▸ **What the task requires**
Among the entries that follow, find the lines containing the string "water" and copy them.

(Natural-language object grounding data)
-- Opening Marker --

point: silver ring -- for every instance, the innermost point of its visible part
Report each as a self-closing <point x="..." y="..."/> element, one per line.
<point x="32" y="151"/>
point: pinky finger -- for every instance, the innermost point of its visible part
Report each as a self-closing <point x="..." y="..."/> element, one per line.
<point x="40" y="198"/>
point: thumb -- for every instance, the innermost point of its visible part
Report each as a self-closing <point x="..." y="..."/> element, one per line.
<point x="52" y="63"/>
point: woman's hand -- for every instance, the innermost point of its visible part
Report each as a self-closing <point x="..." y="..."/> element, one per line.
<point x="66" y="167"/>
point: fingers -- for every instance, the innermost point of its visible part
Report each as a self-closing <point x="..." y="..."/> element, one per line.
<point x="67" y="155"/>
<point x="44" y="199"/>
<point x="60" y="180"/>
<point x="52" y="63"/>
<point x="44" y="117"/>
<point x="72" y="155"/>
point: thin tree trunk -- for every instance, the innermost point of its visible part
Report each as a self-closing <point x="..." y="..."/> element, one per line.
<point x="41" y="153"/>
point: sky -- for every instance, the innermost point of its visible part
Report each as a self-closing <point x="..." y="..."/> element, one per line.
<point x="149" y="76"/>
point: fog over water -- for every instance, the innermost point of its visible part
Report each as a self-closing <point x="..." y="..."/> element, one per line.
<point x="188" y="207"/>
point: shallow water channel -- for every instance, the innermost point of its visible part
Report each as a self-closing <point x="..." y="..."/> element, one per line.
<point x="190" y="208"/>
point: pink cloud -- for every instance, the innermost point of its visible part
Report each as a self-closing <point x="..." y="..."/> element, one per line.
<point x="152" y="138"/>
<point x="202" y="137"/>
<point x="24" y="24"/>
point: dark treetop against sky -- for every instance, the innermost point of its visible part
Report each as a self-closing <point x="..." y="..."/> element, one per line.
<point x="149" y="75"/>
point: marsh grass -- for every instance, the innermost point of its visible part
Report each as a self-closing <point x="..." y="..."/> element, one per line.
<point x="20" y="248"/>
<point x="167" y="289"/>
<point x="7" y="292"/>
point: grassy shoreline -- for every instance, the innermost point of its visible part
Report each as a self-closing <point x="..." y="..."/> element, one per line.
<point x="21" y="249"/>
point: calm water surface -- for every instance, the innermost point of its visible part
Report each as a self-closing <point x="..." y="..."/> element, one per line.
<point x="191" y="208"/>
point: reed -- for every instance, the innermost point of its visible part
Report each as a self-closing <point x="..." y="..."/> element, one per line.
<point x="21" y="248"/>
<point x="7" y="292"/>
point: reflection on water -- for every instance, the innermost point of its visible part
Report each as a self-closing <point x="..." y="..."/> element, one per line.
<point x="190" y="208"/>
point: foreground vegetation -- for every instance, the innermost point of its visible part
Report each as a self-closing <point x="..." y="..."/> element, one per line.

-- Closing Marker --

▸ **Written response**
point: fog over water -- for every instance, the innermost point of its visible part
point: shallow water channel -- for every instance, the innermost point of its visible part
point: calm water surface -- for every instance, the innermost point of its visible part
point: reflection on water -- for every instance, the innermost point of its visible part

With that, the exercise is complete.